Data excerpts Start Marker

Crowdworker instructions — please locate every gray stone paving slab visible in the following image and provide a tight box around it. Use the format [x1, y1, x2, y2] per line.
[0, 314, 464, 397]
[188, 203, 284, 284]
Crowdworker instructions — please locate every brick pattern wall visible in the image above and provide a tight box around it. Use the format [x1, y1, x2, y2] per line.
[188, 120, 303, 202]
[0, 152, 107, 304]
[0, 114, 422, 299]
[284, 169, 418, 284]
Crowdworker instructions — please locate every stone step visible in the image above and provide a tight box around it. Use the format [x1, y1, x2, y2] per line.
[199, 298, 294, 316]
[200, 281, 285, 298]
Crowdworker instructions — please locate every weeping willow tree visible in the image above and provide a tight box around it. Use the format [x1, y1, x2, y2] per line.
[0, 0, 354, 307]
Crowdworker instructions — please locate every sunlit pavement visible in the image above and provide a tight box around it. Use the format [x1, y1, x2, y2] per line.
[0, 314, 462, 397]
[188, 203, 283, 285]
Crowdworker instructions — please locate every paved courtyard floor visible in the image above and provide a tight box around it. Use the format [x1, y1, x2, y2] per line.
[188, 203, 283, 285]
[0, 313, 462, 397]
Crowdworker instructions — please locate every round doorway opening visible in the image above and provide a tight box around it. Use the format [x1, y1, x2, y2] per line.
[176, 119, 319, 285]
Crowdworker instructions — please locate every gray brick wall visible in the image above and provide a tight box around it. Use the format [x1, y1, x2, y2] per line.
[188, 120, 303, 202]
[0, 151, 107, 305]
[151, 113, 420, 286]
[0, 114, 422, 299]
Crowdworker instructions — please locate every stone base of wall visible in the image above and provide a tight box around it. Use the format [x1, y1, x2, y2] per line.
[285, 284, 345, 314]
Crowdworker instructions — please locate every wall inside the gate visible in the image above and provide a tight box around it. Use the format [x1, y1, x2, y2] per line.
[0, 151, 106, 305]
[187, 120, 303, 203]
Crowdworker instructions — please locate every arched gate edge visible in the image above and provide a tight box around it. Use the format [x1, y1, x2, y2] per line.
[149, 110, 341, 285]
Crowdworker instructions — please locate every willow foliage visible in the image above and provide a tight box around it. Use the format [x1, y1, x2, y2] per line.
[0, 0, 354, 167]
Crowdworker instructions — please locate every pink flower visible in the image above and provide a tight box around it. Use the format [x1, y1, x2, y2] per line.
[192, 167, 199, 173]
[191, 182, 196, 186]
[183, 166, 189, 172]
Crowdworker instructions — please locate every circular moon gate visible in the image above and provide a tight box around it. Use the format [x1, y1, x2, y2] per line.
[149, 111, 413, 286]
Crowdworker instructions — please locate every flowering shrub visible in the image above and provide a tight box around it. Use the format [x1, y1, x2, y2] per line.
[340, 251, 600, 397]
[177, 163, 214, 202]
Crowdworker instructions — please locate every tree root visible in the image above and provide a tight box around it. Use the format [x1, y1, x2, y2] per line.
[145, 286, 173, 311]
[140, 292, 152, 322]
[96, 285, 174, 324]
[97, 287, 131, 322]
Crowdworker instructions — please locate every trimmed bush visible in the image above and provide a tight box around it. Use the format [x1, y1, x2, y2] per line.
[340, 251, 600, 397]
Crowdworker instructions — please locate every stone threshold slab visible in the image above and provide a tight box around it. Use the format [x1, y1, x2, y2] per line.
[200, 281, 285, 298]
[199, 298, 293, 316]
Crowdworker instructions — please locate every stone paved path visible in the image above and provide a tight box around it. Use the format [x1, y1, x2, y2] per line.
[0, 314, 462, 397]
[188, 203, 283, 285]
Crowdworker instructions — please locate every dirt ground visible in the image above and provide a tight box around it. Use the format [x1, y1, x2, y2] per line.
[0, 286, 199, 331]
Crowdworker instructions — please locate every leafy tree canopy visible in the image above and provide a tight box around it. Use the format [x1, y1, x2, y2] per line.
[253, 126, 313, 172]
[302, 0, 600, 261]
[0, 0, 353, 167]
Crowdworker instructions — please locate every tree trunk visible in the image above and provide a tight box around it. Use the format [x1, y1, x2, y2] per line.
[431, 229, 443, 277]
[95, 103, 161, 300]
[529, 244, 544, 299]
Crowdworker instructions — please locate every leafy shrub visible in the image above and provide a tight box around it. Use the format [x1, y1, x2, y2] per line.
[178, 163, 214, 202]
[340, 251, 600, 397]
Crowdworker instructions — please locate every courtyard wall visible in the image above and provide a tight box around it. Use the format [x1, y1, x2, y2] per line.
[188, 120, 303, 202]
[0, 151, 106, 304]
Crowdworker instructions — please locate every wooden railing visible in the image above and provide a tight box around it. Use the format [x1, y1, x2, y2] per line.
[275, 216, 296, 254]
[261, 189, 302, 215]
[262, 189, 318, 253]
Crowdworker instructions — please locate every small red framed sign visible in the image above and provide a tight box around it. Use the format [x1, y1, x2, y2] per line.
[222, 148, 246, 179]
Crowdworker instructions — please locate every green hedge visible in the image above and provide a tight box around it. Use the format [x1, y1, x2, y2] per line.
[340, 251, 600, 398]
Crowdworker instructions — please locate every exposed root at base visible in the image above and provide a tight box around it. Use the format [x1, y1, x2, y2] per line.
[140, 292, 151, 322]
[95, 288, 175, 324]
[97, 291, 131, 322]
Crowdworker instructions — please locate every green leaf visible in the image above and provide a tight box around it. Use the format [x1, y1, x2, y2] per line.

Data excerpts End Marker

Try it: Word for word, write out all the lines shown above.

Exercise answer:
Crowdworker instructions — please locate every gray stone paving slab visible in the following image and provide a tight box around it. Use the format [x1, y1, x2, y2] per line.
[0, 314, 464, 397]
[188, 203, 284, 284]
Crowdworker instructions — please locate every brick pattern wall visible in the image above and provide a tight box around it. Use the format [x1, y1, x2, y2] per line.
[188, 120, 303, 202]
[0, 152, 107, 304]
[0, 114, 422, 299]
[284, 169, 418, 284]
Crowdworker instructions — please locate every stone step visible in the image above and provide a tight box around it. Use the format [x1, y1, x2, y2] per line.
[199, 298, 294, 316]
[200, 281, 285, 298]
Crowdworker instructions — please locate every weeping willow tree visible in the image above and provide a tight box around it. Use the format [x1, y1, x2, y2] per line.
[0, 0, 354, 307]
Crowdworker instructions — please locate every sunlit pavement visible in the image above and provide a tight box around it. Use the format [x1, y1, x2, y2] per line.
[0, 314, 462, 397]
[188, 203, 283, 285]
Crowdworker instructions — please locate every paved courtyard floor visible in the image above and provide a tight box around it. Use the format [x1, y1, x2, y2] per line.
[188, 203, 283, 285]
[0, 313, 462, 397]
Crowdworker instructions — please locate every round doorway opening visible in the image above and provide a tight box around it. Use the format [x1, y1, x2, y2] per line.
[176, 119, 319, 285]
Crowdworker instructions — please locate every gray brick wall visible in the image above and provide a tight box around it. Use the format [x1, y1, x2, y2] per line.
[188, 120, 303, 202]
[0, 151, 107, 305]
[151, 113, 420, 286]
[0, 114, 422, 299]
Crowdworker instructions — please locate every stone base of wall visible in the image above and provide a tight box around it. Use the format [x1, y1, x2, y2] per line.
[285, 284, 345, 314]
Crowdworker instructions — please locate every wall inside the gate visible in the image above and provide a tight box around it. Use the format [x1, y1, x2, y2] per line.
[0, 151, 106, 305]
[187, 120, 303, 203]
Crowdworker instructions — please locate every arched gate edge visible in the image above and provide a tight box around it. Use the format [x1, y1, x2, y2] per line.
[149, 110, 341, 285]
Crowdworker instructions — please locate every willow foliage visible in the image above and provide a tight box around it. Use the format [x1, y1, x2, y2] per line.
[0, 0, 354, 167]
Crowdworker instructions — please locate every pink flower visible in the image above and provide a tight box around it. Use the format [x1, y1, x2, y2] per line.
[192, 167, 199, 173]
[191, 182, 196, 186]
[183, 166, 189, 172]
Crowdworker instructions — please locate every circular moon gate visible in the image above and provide a tight box around it. Use the format [x1, y1, x2, y2] per line.
[149, 111, 413, 286]
Crowdworker instructions — please locate every flowering shrub visible in the image above and provide a tight box around it. Use the format [x1, y1, x2, y2] per line.
[340, 251, 600, 397]
[177, 163, 214, 202]
Crowdworker instructions — please locate every tree root visible in the image above and provide a tight box around it. Use the format [x1, y1, x2, y2] per line.
[145, 286, 173, 311]
[140, 292, 152, 322]
[96, 285, 174, 324]
[97, 287, 131, 322]
Crowdworker instructions — please locate every trimmed bush visible in the image above and provide a tight box around it. Use the format [x1, y1, x2, y2] per line.
[340, 251, 600, 397]
Crowdworker instructions — please locate every stone threshold slab visible in the image above and provide a tight box around it. Use the format [x1, y1, x2, y2] per line.
[200, 281, 285, 298]
[199, 298, 293, 316]
Crowdworker instructions — please locate every stone paved path visible in the image above and provide a tight box around it. Use the format [x1, y1, x2, y2] per line.
[0, 314, 462, 397]
[188, 203, 283, 285]
Crowdworker instructions — please locate every dirt ground visible in the image above and provide a tight box around it. Use the format [x1, y1, x2, y2] per line.
[0, 286, 199, 331]
Crowdworker instructions — please locate every leafy tree canopy visible in the image above and provide a tight box around it. Use the format [x1, y1, x2, y2] per line.
[253, 126, 313, 172]
[302, 0, 600, 261]
[0, 0, 353, 167]
Crowdworker instructions — please locate every tree trunk visible in the image above and provide a tight box around it. Use the format [x1, y1, x2, y2] per line.
[431, 229, 443, 277]
[95, 103, 161, 300]
[529, 244, 544, 299]
Crowdworker instructions — please locate every leafy shrub visible in the image above and provide a tight box around it. Use the format [x1, y1, x2, y2] per line.
[178, 163, 214, 202]
[340, 251, 600, 397]
Crowdworker instructions — please locate every courtyard wall visible in the image above and provide a tight box around it. Use the format [x1, y1, x2, y2] per line.
[188, 120, 303, 202]
[0, 151, 106, 304]
Crowdworker instructions — please locate every wooden railing visible in the image above and provide a tight box around it. Use the format [x1, y1, x2, y2] per line.
[275, 216, 296, 254]
[261, 189, 302, 215]
[262, 189, 318, 253]
Crowdworker instructions — please locate every small red framed sign visible in the image above and provide a tight box around it. Use the format [x1, y1, x2, y2] per line.
[222, 148, 246, 179]
Crowdworker instructions — please locate every green hedge visible in the image above and provide a tight box around it. Use the format [x1, y1, x2, y2] per line.
[340, 251, 600, 398]
Crowdworker instructions — please locate every exposed root at base visible in the image above and provide a tight box around it. Use the format [x1, y1, x2, y2] per line.
[140, 292, 151, 322]
[95, 288, 175, 324]
[97, 291, 131, 322]
Crowdworker instructions — please locate every green leaf visible in the image above and provide a tight box around it. Use the format [x1, y1, x2, y2] per line.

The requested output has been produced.